- GIVEN TASK: Return, character for character, the lines from the one bearing "Task: Find the person" through the end of the material. Omit everything before that line.

⟨

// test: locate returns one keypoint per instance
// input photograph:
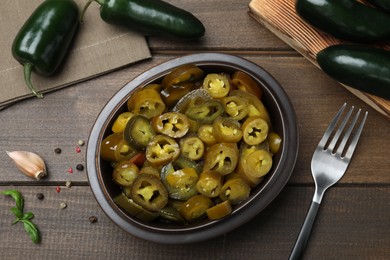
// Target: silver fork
(329, 163)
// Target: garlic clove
(29, 163)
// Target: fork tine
(352, 146)
(331, 127)
(336, 137)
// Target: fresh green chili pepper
(44, 39)
(346, 19)
(153, 17)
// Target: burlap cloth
(98, 48)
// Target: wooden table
(353, 222)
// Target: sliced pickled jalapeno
(133, 209)
(172, 124)
(218, 85)
(205, 112)
(115, 149)
(149, 192)
(146, 102)
(192, 147)
(235, 190)
(210, 183)
(258, 163)
(125, 173)
(221, 157)
(274, 141)
(162, 150)
(174, 152)
(121, 121)
(254, 105)
(180, 183)
(226, 129)
(195, 207)
(205, 133)
(138, 132)
(235, 107)
(255, 130)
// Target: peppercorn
(40, 196)
(92, 219)
(80, 167)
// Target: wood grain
(68, 234)
(280, 17)
(352, 224)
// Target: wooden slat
(66, 116)
(67, 233)
(281, 18)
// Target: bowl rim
(283, 169)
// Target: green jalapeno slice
(226, 129)
(195, 207)
(244, 82)
(254, 130)
(274, 141)
(121, 121)
(162, 150)
(258, 163)
(218, 85)
(235, 107)
(221, 157)
(133, 209)
(149, 192)
(172, 124)
(181, 182)
(115, 149)
(206, 112)
(192, 147)
(210, 183)
(205, 133)
(254, 105)
(235, 190)
(138, 132)
(146, 102)
(125, 173)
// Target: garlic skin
(31, 164)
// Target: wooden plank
(228, 27)
(341, 231)
(66, 116)
(281, 18)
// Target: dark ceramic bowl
(284, 122)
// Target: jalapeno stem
(27, 69)
(101, 2)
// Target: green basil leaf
(17, 197)
(31, 230)
(28, 216)
(17, 212)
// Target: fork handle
(304, 234)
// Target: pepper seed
(80, 167)
(92, 219)
(63, 205)
(40, 196)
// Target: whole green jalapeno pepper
(151, 17)
(346, 19)
(43, 41)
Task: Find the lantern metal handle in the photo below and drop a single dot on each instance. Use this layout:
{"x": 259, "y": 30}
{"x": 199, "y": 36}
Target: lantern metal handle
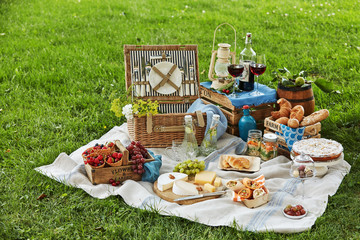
{"x": 218, "y": 28}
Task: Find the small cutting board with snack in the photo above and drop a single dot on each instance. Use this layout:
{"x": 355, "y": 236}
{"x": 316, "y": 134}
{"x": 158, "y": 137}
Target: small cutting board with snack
{"x": 241, "y": 163}
{"x": 182, "y": 189}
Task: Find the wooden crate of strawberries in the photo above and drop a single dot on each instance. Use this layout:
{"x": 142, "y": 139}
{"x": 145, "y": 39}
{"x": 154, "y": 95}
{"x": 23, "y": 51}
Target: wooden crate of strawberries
{"x": 113, "y": 163}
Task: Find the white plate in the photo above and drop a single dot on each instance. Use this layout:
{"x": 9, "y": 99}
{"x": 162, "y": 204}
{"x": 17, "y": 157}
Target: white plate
{"x": 155, "y": 78}
{"x": 294, "y": 217}
{"x": 254, "y": 163}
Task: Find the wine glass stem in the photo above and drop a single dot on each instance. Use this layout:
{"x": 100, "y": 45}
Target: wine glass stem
{"x": 303, "y": 189}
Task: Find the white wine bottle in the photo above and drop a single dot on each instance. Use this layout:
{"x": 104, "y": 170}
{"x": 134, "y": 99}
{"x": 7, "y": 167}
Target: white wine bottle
{"x": 247, "y": 56}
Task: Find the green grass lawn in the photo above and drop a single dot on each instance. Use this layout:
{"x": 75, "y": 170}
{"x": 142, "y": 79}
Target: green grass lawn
{"x": 61, "y": 60}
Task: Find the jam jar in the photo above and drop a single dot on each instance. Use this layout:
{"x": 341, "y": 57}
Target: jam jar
{"x": 269, "y": 147}
{"x": 254, "y": 142}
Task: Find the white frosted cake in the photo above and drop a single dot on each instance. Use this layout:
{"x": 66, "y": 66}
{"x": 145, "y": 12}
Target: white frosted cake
{"x": 319, "y": 149}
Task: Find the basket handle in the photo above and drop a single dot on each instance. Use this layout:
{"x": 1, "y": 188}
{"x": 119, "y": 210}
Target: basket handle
{"x": 215, "y": 35}
{"x": 181, "y": 128}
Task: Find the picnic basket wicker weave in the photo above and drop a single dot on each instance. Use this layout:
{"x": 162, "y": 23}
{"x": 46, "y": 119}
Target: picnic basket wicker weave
{"x": 161, "y": 129}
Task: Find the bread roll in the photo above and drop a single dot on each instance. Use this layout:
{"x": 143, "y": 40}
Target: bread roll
{"x": 284, "y": 103}
{"x": 315, "y": 117}
{"x": 238, "y": 162}
{"x": 297, "y": 112}
{"x": 293, "y": 123}
{"x": 284, "y": 111}
{"x": 282, "y": 120}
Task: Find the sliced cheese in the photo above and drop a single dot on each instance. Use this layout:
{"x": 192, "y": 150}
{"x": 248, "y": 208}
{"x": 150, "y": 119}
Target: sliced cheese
{"x": 205, "y": 177}
{"x": 166, "y": 180}
{"x": 184, "y": 188}
{"x": 210, "y": 188}
{"x": 217, "y": 182}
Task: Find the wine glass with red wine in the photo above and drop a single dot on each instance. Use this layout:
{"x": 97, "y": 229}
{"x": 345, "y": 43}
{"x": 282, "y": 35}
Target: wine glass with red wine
{"x": 258, "y": 68}
{"x": 235, "y": 70}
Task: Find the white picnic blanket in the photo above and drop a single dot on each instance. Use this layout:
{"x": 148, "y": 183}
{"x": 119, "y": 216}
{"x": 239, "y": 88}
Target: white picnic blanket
{"x": 217, "y": 212}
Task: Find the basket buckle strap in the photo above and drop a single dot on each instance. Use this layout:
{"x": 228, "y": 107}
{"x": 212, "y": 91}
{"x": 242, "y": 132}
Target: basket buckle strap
{"x": 200, "y": 118}
{"x": 165, "y": 78}
{"x": 160, "y": 128}
{"x": 149, "y": 123}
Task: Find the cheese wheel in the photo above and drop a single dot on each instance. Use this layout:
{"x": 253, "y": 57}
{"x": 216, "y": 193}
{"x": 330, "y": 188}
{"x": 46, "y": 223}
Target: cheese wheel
{"x": 166, "y": 180}
{"x": 184, "y": 188}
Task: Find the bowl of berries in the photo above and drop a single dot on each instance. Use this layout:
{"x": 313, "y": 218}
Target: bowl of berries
{"x": 96, "y": 156}
{"x": 294, "y": 211}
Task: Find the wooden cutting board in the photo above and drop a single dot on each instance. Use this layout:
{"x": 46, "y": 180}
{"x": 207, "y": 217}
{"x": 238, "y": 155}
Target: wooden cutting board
{"x": 169, "y": 196}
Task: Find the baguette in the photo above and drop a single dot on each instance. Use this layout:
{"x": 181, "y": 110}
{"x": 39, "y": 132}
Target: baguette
{"x": 315, "y": 117}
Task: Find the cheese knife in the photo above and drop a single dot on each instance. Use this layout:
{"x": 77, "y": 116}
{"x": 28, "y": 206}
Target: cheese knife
{"x": 143, "y": 79}
{"x": 200, "y": 196}
{"x": 187, "y": 87}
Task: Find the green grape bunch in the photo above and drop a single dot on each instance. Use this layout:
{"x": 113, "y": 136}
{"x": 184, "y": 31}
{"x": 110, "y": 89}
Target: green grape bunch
{"x": 190, "y": 167}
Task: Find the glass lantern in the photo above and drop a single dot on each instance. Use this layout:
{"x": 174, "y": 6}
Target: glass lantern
{"x": 303, "y": 168}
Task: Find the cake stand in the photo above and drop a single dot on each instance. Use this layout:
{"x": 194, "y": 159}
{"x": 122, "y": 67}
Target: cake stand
{"x": 322, "y": 166}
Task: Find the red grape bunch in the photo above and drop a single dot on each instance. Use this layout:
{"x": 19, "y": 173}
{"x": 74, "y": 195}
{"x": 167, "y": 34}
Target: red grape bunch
{"x": 137, "y": 154}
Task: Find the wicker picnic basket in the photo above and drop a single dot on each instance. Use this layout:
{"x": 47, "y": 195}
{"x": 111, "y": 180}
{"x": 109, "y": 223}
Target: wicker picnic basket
{"x": 161, "y": 129}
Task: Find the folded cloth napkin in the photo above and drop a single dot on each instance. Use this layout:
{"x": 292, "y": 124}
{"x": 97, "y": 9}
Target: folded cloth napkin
{"x": 210, "y": 110}
{"x": 291, "y": 135}
{"x": 152, "y": 169}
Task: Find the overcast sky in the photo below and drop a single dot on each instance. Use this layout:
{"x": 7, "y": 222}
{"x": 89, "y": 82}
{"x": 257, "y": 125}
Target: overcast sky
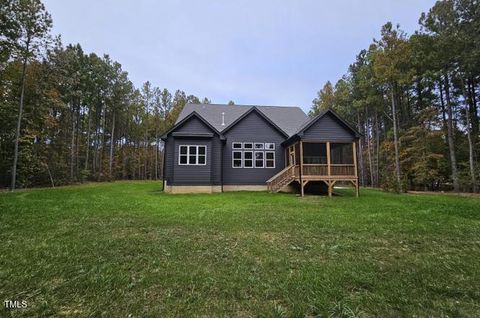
{"x": 252, "y": 52}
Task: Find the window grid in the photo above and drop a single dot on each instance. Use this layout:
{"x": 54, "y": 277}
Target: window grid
{"x": 192, "y": 155}
{"x": 253, "y": 155}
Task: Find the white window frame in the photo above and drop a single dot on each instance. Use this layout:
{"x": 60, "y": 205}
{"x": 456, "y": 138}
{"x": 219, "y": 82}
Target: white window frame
{"x": 197, "y": 155}
{"x": 241, "y": 159}
{"x": 252, "y": 159}
{"x": 258, "y": 143}
{"x": 270, "y": 144}
{"x": 248, "y": 143}
{"x": 255, "y": 159}
{"x": 266, "y": 160}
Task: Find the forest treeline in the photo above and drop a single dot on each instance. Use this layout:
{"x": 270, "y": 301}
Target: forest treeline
{"x": 68, "y": 116}
{"x": 415, "y": 100}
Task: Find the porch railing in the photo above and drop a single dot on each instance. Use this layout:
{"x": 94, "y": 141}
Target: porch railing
{"x": 335, "y": 170}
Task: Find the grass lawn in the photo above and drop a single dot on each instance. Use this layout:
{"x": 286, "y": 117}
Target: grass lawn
{"x": 116, "y": 249}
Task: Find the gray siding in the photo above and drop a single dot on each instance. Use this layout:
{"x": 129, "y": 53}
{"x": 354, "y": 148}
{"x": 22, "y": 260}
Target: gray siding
{"x": 328, "y": 128}
{"x": 193, "y": 175}
{"x": 252, "y": 128}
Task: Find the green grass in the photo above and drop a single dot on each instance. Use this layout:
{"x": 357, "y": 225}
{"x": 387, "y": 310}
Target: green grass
{"x": 127, "y": 248}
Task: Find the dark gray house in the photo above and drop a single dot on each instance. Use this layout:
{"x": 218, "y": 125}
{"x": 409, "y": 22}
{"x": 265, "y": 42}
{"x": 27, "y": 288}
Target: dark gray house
{"x": 216, "y": 148}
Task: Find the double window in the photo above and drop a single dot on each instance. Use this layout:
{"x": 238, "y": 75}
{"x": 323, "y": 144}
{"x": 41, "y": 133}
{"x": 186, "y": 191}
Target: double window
{"x": 253, "y": 155}
{"x": 192, "y": 155}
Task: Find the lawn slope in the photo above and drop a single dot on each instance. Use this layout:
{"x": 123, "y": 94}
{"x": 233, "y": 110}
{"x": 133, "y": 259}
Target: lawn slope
{"x": 115, "y": 249}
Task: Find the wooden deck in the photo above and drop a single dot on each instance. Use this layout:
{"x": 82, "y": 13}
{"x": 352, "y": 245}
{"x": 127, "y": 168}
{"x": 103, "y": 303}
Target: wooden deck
{"x": 304, "y": 173}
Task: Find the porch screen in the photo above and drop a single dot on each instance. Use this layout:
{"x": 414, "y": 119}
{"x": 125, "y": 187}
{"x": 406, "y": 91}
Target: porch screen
{"x": 314, "y": 153}
{"x": 341, "y": 153}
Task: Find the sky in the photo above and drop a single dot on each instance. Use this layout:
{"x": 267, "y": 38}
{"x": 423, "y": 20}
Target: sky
{"x": 260, "y": 52}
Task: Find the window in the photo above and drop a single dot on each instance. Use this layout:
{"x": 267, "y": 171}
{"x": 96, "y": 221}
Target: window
{"x": 236, "y": 159}
{"x": 192, "y": 155}
{"x": 269, "y": 146}
{"x": 248, "y": 159}
{"x": 259, "y": 159}
{"x": 253, "y": 155}
{"x": 247, "y": 145}
{"x": 270, "y": 159}
{"x": 258, "y": 145}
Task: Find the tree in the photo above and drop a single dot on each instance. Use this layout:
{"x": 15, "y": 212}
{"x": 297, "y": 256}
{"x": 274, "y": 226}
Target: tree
{"x": 323, "y": 101}
{"x": 34, "y": 22}
{"x": 391, "y": 66}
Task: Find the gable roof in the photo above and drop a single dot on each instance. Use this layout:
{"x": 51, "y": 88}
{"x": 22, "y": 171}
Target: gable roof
{"x": 312, "y": 121}
{"x": 179, "y": 123}
{"x": 287, "y": 119}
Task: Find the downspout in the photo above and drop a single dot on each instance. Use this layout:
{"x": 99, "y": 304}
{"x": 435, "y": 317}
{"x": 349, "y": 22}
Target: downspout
{"x": 164, "y": 164}
{"x": 221, "y": 164}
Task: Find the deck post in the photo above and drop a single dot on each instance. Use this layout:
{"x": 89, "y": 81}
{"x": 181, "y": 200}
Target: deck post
{"x": 354, "y": 145}
{"x": 328, "y": 159}
{"x": 301, "y": 169}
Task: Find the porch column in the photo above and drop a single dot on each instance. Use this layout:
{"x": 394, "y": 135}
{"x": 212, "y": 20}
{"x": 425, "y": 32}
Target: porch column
{"x": 354, "y": 147}
{"x": 328, "y": 159}
{"x": 301, "y": 169}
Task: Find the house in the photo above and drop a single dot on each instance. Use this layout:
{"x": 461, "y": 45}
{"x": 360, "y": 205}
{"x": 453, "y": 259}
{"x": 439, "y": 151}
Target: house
{"x": 217, "y": 148}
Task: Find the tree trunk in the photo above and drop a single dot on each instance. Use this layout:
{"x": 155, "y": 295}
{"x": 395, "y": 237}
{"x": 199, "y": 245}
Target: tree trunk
{"x": 395, "y": 140}
{"x": 469, "y": 101}
{"x": 87, "y": 149}
{"x": 156, "y": 153}
{"x": 19, "y": 119}
{"x": 360, "y": 153}
{"x": 377, "y": 161}
{"x": 111, "y": 147}
{"x": 369, "y": 149}
{"x": 72, "y": 144}
{"x": 451, "y": 143}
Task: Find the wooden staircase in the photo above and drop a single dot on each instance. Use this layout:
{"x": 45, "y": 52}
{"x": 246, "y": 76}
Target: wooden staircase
{"x": 281, "y": 179}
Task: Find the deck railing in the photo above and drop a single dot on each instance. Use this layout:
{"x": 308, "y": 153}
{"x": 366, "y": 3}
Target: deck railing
{"x": 335, "y": 170}
{"x": 282, "y": 178}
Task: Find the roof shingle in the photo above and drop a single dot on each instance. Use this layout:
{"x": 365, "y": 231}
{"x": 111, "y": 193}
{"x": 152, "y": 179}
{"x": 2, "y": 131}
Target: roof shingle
{"x": 287, "y": 118}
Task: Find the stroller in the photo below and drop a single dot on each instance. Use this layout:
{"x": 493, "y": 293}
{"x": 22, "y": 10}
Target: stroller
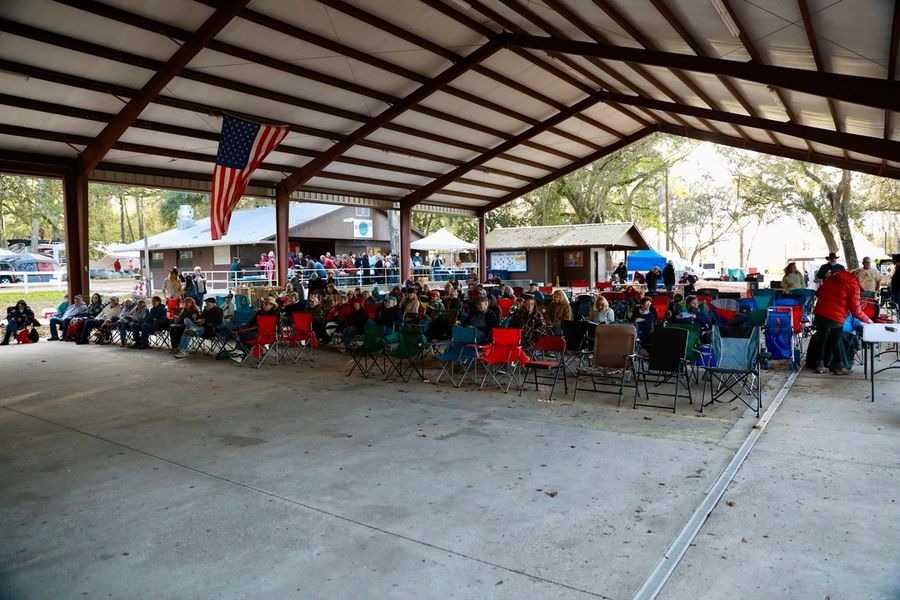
{"x": 783, "y": 335}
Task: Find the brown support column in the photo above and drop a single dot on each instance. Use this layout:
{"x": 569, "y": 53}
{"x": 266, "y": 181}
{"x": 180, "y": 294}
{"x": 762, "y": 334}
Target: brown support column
{"x": 405, "y": 230}
{"x": 282, "y": 210}
{"x": 482, "y": 248}
{"x": 75, "y": 203}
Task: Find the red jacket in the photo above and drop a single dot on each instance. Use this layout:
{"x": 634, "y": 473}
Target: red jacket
{"x": 838, "y": 295}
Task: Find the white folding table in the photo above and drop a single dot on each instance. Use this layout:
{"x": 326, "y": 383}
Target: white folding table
{"x": 880, "y": 333}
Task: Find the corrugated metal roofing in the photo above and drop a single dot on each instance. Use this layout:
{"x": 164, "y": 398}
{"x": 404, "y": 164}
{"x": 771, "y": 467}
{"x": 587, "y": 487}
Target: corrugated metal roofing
{"x": 462, "y": 104}
{"x": 564, "y": 236}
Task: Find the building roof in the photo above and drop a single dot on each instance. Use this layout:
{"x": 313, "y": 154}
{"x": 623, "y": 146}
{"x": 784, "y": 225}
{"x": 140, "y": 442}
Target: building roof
{"x": 247, "y": 227}
{"x": 616, "y": 236}
{"x": 442, "y": 239}
{"x": 436, "y": 104}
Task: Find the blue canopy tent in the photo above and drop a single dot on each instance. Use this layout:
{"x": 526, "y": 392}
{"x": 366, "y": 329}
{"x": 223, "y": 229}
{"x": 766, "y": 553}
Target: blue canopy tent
{"x": 644, "y": 260}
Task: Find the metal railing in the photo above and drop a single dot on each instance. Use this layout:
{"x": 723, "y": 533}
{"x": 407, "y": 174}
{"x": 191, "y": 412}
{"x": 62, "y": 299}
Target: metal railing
{"x": 27, "y": 280}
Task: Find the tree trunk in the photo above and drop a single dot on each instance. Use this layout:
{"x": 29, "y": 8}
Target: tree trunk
{"x": 840, "y": 199}
{"x": 121, "y": 219}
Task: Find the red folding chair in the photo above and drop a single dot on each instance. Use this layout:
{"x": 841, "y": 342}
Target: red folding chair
{"x": 502, "y": 358}
{"x": 299, "y": 338}
{"x": 660, "y": 305}
{"x": 548, "y": 354}
{"x": 261, "y": 346}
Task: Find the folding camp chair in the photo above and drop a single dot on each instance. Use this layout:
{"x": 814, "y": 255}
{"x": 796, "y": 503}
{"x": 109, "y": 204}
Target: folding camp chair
{"x": 299, "y": 338}
{"x": 660, "y": 304}
{"x": 459, "y": 354}
{"x": 264, "y": 344}
{"x": 612, "y": 361}
{"x": 783, "y": 341}
{"x": 668, "y": 365}
{"x": 578, "y": 343}
{"x": 547, "y": 354}
{"x": 406, "y": 353}
{"x": 365, "y": 355}
{"x": 501, "y": 358}
{"x": 724, "y": 310}
{"x": 735, "y": 375}
{"x": 763, "y": 298}
{"x": 693, "y": 354}
{"x": 505, "y": 304}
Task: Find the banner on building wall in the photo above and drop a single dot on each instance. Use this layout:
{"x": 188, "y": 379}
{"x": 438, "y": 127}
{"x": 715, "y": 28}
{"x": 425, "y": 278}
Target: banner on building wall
{"x": 362, "y": 228}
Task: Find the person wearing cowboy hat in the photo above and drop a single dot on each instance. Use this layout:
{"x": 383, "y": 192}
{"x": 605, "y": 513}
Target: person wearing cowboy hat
{"x": 210, "y": 319}
{"x": 828, "y": 267}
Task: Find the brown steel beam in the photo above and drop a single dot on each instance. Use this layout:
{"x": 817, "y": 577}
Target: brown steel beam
{"x": 310, "y": 169}
{"x": 699, "y": 50}
{"x": 379, "y": 63}
{"x": 282, "y": 216}
{"x": 867, "y": 91}
{"x": 801, "y": 155}
{"x": 847, "y": 141}
{"x": 121, "y": 91}
{"x": 417, "y": 196}
{"x": 892, "y": 63}
{"x": 644, "y": 40}
{"x": 439, "y": 50}
{"x": 93, "y": 115}
{"x": 63, "y": 41}
{"x": 146, "y": 24}
{"x": 582, "y": 162}
{"x": 95, "y": 151}
{"x": 592, "y": 80}
{"x": 817, "y": 57}
{"x": 68, "y": 138}
{"x": 535, "y": 18}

⟩

- OUTPUT FOR THIS TASK:
Task: Find the person wearing cowboy hat in the photo above and drop a single dot on each instance. Use this layout:
{"x": 383, "y": 192}
{"x": 605, "y": 513}
Target: person wearing cowboy hat
{"x": 210, "y": 319}
{"x": 828, "y": 267}
Task: Find the brown steel beam in the photo above and drop a single dot on each instance. Use this layout:
{"x": 817, "y": 577}
Target: brown steel beam
{"x": 310, "y": 169}
{"x": 699, "y": 50}
{"x": 379, "y": 63}
{"x": 282, "y": 216}
{"x": 867, "y": 91}
{"x": 801, "y": 155}
{"x": 847, "y": 141}
{"x": 121, "y": 91}
{"x": 417, "y": 196}
{"x": 892, "y": 63}
{"x": 644, "y": 40}
{"x": 439, "y": 50}
{"x": 93, "y": 115}
{"x": 63, "y": 41}
{"x": 146, "y": 24}
{"x": 582, "y": 162}
{"x": 95, "y": 151}
{"x": 592, "y": 80}
{"x": 817, "y": 57}
{"x": 68, "y": 138}
{"x": 535, "y": 18}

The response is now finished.